Write the data out again exactly, dropping any images it holds.

STORED ROWS:
— START —

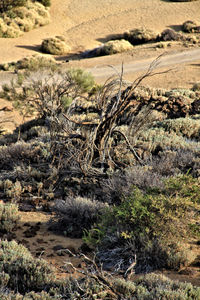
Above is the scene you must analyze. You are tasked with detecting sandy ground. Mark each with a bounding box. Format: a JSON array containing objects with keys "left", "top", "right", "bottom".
[
  {"left": 0, "top": 0, "right": 200, "bottom": 62},
  {"left": 0, "top": 0, "right": 200, "bottom": 285}
]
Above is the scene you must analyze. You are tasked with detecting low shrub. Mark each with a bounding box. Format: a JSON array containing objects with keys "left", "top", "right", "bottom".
[
  {"left": 159, "top": 29, "right": 183, "bottom": 41},
  {"left": 123, "top": 28, "right": 158, "bottom": 45},
  {"left": 41, "top": 37, "right": 71, "bottom": 55},
  {"left": 49, "top": 197, "right": 107, "bottom": 238},
  {"left": 0, "top": 291, "right": 59, "bottom": 300},
  {"left": 0, "top": 241, "right": 54, "bottom": 293},
  {"left": 85, "top": 176, "right": 199, "bottom": 272},
  {"left": 0, "top": 55, "right": 58, "bottom": 72},
  {"left": 36, "top": 0, "right": 51, "bottom": 7},
  {"left": 0, "top": 0, "right": 27, "bottom": 13},
  {"left": 92, "top": 39, "right": 133, "bottom": 56},
  {"left": 0, "top": 204, "right": 19, "bottom": 233},
  {"left": 0, "top": 1, "right": 50, "bottom": 38},
  {"left": 182, "top": 20, "right": 200, "bottom": 33}
]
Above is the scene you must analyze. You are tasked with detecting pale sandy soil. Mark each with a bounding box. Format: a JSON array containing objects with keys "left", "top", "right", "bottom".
[
  {"left": 0, "top": 0, "right": 200, "bottom": 285},
  {"left": 0, "top": 0, "right": 200, "bottom": 62}
]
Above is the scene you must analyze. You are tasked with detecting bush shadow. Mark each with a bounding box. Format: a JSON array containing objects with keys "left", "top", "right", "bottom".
[
  {"left": 16, "top": 45, "right": 42, "bottom": 53},
  {"left": 167, "top": 25, "right": 182, "bottom": 31}
]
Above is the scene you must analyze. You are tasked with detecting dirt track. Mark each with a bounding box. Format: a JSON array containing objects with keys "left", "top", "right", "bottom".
[{"left": 87, "top": 48, "right": 200, "bottom": 79}]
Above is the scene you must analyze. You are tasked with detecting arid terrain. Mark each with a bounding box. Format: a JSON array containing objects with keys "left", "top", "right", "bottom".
[{"left": 0, "top": 0, "right": 200, "bottom": 292}]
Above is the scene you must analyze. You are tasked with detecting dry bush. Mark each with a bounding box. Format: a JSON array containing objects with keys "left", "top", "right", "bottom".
[
  {"left": 41, "top": 37, "right": 71, "bottom": 55},
  {"left": 159, "top": 29, "right": 183, "bottom": 41},
  {"left": 123, "top": 27, "right": 158, "bottom": 45},
  {"left": 91, "top": 40, "right": 133, "bottom": 56},
  {"left": 0, "top": 240, "right": 55, "bottom": 293},
  {"left": 49, "top": 197, "right": 107, "bottom": 238},
  {"left": 0, "top": 54, "right": 58, "bottom": 72},
  {"left": 182, "top": 20, "right": 200, "bottom": 33},
  {"left": 0, "top": 204, "right": 19, "bottom": 233},
  {"left": 192, "top": 82, "right": 200, "bottom": 92},
  {"left": 0, "top": 0, "right": 27, "bottom": 13},
  {"left": 0, "top": 1, "right": 50, "bottom": 38}
]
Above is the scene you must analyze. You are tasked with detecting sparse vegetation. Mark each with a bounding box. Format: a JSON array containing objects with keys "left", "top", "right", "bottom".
[
  {"left": 124, "top": 28, "right": 158, "bottom": 45},
  {"left": 0, "top": 1, "right": 50, "bottom": 38},
  {"left": 0, "top": 203, "right": 19, "bottom": 233},
  {"left": 41, "top": 36, "right": 71, "bottom": 55},
  {"left": 0, "top": 240, "right": 54, "bottom": 293},
  {"left": 0, "top": 54, "right": 58, "bottom": 72}
]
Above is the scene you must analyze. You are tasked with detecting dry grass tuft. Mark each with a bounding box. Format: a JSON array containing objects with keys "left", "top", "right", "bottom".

— END —

WRITTEN REPLY:
Above is the scene you must analyze. You are tasked with detecting sandy ground. Mark each with a bounding box. Format: a JSON array containing objects with keys "left", "top", "right", "bottom".
[
  {"left": 0, "top": 0, "right": 200, "bottom": 62},
  {"left": 0, "top": 0, "right": 200, "bottom": 285}
]
Above is the scene you must analyze. You are tasked with detecting low shrub. Mark each with a bounding box. Format: a JSON array containing objects with keys "left", "top", "right", "bottom".
[
  {"left": 159, "top": 29, "right": 183, "bottom": 41},
  {"left": 123, "top": 28, "right": 158, "bottom": 45},
  {"left": 41, "top": 37, "right": 71, "bottom": 55},
  {"left": 49, "top": 197, "right": 107, "bottom": 238},
  {"left": 0, "top": 291, "right": 59, "bottom": 300},
  {"left": 0, "top": 241, "right": 54, "bottom": 293},
  {"left": 85, "top": 176, "right": 199, "bottom": 272},
  {"left": 0, "top": 55, "right": 58, "bottom": 72},
  {"left": 36, "top": 0, "right": 51, "bottom": 7},
  {"left": 0, "top": 0, "right": 27, "bottom": 13},
  {"left": 92, "top": 39, "right": 133, "bottom": 56},
  {"left": 0, "top": 204, "right": 19, "bottom": 233},
  {"left": 0, "top": 1, "right": 50, "bottom": 38},
  {"left": 182, "top": 20, "right": 200, "bottom": 33}
]
Above is the scene you must analyze. You are tasked with detecting pale sandy soil. Mark each with a bounding box. Format: a JSON array containing objects with keys "left", "top", "right", "bottom".
[
  {"left": 0, "top": 0, "right": 200, "bottom": 285},
  {"left": 0, "top": 0, "right": 200, "bottom": 62}
]
Above is the scene you must analyze. You are tasked with detecting bush shadow. Mark each with a bounding box. Format: a JSON array containing objects with keys "left", "top", "right", "bottom".
[
  {"left": 16, "top": 45, "right": 42, "bottom": 53},
  {"left": 167, "top": 25, "right": 182, "bottom": 31}
]
Above is the scene you must analyze. You are tasked with detecting dirt track. Mark each with a bounding box. Format: a JSON array containing objects with keys "left", "top", "right", "bottom".
[{"left": 87, "top": 48, "right": 200, "bottom": 79}]
Above is the scene you must analyze. You are tasked with detecting arid terrain. Mark each with a bounding box. Format: a JSON array containing objects with keys "left", "top", "right", "bottom".
[{"left": 0, "top": 0, "right": 200, "bottom": 292}]
Above is the scene you must analyze. You are tasked with detecting dry bush. Mark each with a bounding box. Format: a JSON array containing objects with keys "left", "top", "right", "bottom".
[
  {"left": 41, "top": 37, "right": 71, "bottom": 55},
  {"left": 159, "top": 29, "right": 183, "bottom": 41},
  {"left": 123, "top": 27, "right": 158, "bottom": 45},
  {"left": 91, "top": 40, "right": 133, "bottom": 56},
  {"left": 0, "top": 240, "right": 55, "bottom": 293},
  {"left": 49, "top": 197, "right": 107, "bottom": 238},
  {"left": 0, "top": 54, "right": 58, "bottom": 72},
  {"left": 182, "top": 20, "right": 200, "bottom": 33},
  {"left": 0, "top": 204, "right": 19, "bottom": 233},
  {"left": 192, "top": 82, "right": 200, "bottom": 92},
  {"left": 0, "top": 0, "right": 27, "bottom": 13},
  {"left": 0, "top": 1, "right": 50, "bottom": 38}
]
Above is the scene you must analyze. You are tasked with detecting sparse vegetation. Mark each with a bounding box. Format: a JSON array containing objects with keys "left", "top", "right", "bottom".
[
  {"left": 124, "top": 28, "right": 158, "bottom": 45},
  {"left": 0, "top": 1, "right": 50, "bottom": 38},
  {"left": 0, "top": 203, "right": 19, "bottom": 233},
  {"left": 41, "top": 36, "right": 71, "bottom": 55},
  {"left": 0, "top": 240, "right": 54, "bottom": 293},
  {"left": 0, "top": 54, "right": 58, "bottom": 72}
]
Above is the scene you must analyze. You are tasked with detecting dry grass tuft. Mark each with a bounding box. Format: a JSON array containing objects with keys "left", "top", "right", "bottom".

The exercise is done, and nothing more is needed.